● **Texto fornecido**:
######
Como à data em que ocorreram as comunicações do projecto de venda, referidas em ambos os acórdãos - 7 de Setembro de 1976, no acórdão em oposição, e 25 de Janeiro de 1977, no acórdão recorrido -, ainda não estava em vigor o citado Decreto-Lei 368/77, que alterou a redacção do artigo 1463.º, n.º 1, do CPC, é a primitiva redacção deste preceito legal que é de aplicar.
Determina-se aí, como se disse, que, quando o direito de preferência pertencer em comum aos cônjuges, apenas há que pedir a notificação do marido, coadunando-se com tal disposição legal a orientação do acórdão recorrido no sentido de ser dispensável a comunicação à mulher.
######
● **Secção de dados**:
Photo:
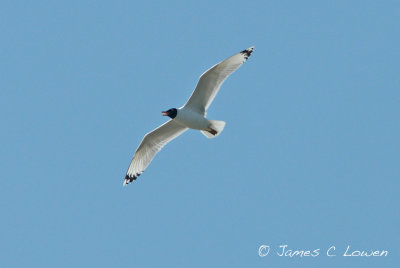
######
● **Tarefa 1**: Repita literalmente o trecho do texto sobre o direito de preferência dos cônjuges que começa em "Como à data" e segue até "é de aplicar.".
● **Tarefa 2**:
Responda às perguntas seguintes com base no texto sobre o direito de preferência dos cônjuges.
(a) Em que data ocorreram as comunicações do projecto de venda referidas no acórdão recorrido?
(b) Que diploma alterou a redacção do artigo 1463.º, n.º 1, do CPC?
(c) Na primitiva redacção desse preceito, quando o direito de preferência pertence em comum aos cônjuges, a notificação de quem há que pedir?
● **Tarefa 3**: Retome o texto sobre o direito de preferência dos cônjuges a partir da última frase apresentada.
A listagem não intervém em nada do que aqui se pede.

● **Resposta 1**:
Como à data em que ocorreram as comunicações do projecto de venda, referidas em ambos os acórdãos - 7 de Setembro de 1976, no acórdão em oposição, e 25 de Janeiro de 1977, no acórdão recorrido -, ainda não estava em vigor o citado Decreto-Lei 368/77, que alterou a redacção do artigo 1463.º, n.º 1, do CPC, é a primitiva redacção deste preceito legal que é de aplicar.

● **Resposta 2**:
(a) A 25 de Janeiro de 1977.
(b) O Decreto-Lei 368/77.
(c) Apenas a do marido.

● **Resposta 3**:
Contudo, a CRP, que entrou em vigor em 25 de Abril de 1976, no seu artigo 36.º, n.º 3, veio estabelecer o princípio da igualdade jurídica dos cônjuges e, por força do disposto no artigo 18.º, n.º 1, da mesma CRP, este princípio teve aplicação imediata.
Com efeito, diz-se nesse artigo 18.º, n.º 1, da CRP que os preceitos constitucionais respeitantes aos direitos, liberdades e garantias são directamente aplicáveis e vinculam as entidades públicas e privadas.
Temos, assim, que, por força do referido princípio da igualdade jurídica dos cônjuges, o artigo 1463.º, n.º 1, do CPC, ao dispensar a comunicação da venda à mulher preferente, está afectado de inconstitucionalidade e, por aplicação de tal princípio, deve-se considerar revogado nessa parte, sendo de exigir a comunicação a ambos os cônjuges.
Na verdade, o direito anterior à entrada em vigor da CRP apenas se mantém desde que não seja contrário à mesma CRP ou aos princípios nela consignados (artigo 293.º, n.º 1, da CRP).
Sendo a norma do artigo 1463.º, n.º 1, do CPC, na parte referida, contrária a princípio constitucional, esta norma não pode manter-se após a entrada em vigor da CRP.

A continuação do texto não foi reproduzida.